### Goal of the exercise
Copy every line from the records that holds the word "each".

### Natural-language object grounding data
_ _ _ _ _

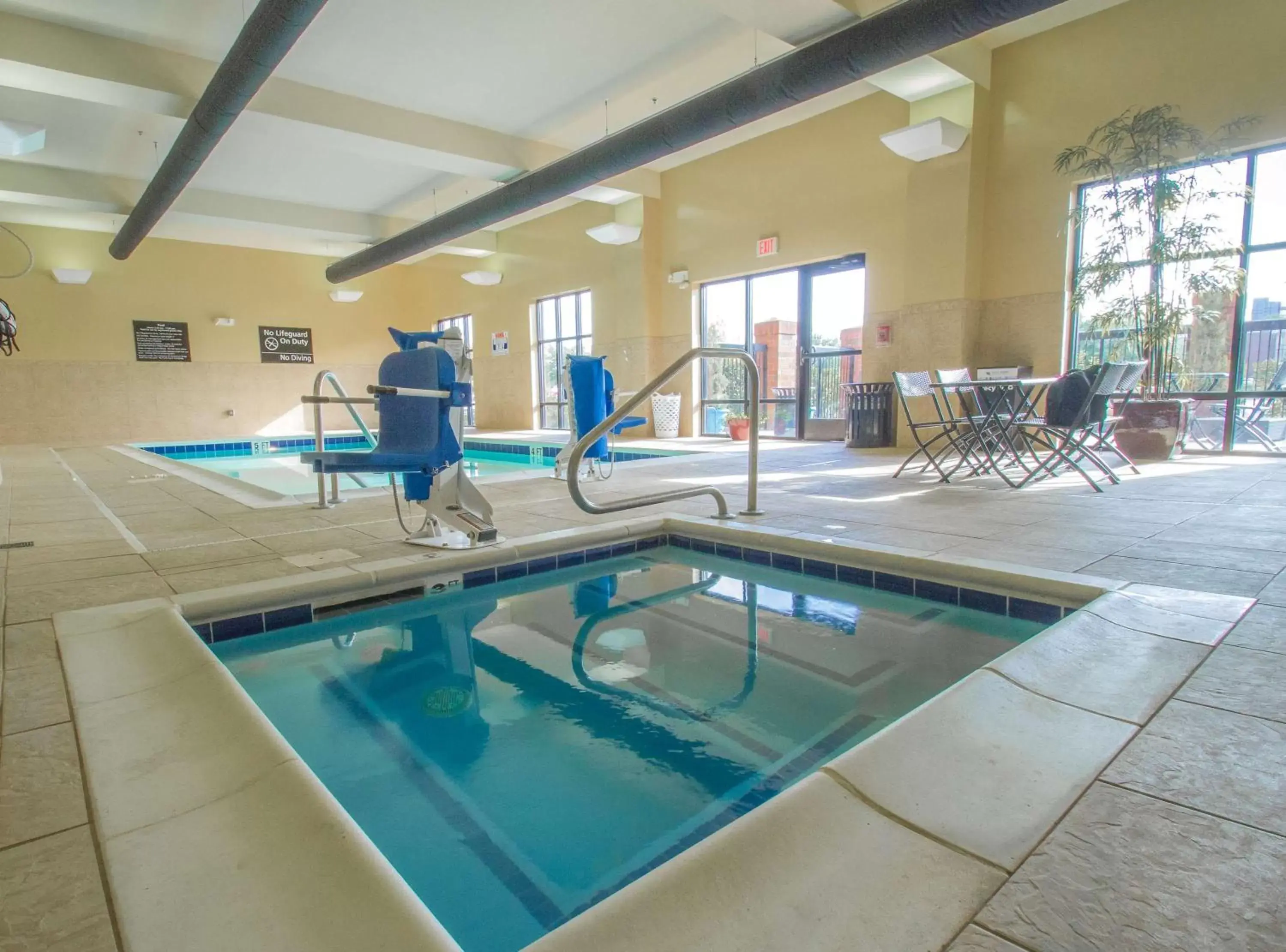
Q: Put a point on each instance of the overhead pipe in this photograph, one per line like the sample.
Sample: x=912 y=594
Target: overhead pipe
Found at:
x=890 y=38
x=267 y=36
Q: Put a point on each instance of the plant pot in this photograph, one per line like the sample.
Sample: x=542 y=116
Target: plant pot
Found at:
x=1153 y=430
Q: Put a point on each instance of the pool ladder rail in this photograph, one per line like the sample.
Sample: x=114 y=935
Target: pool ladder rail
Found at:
x=317 y=400
x=672 y=495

_ _ _ _ _

### Task response
Q: Put a point on each instance of the overhead pipe in this photograph, one per line like the sample.
Q: Put a point on each instance of the plant pot in this photograph, one per line like the sample.
Q: Put a point on each instance of the pool ladder rail in this photograph, one per line like the sample.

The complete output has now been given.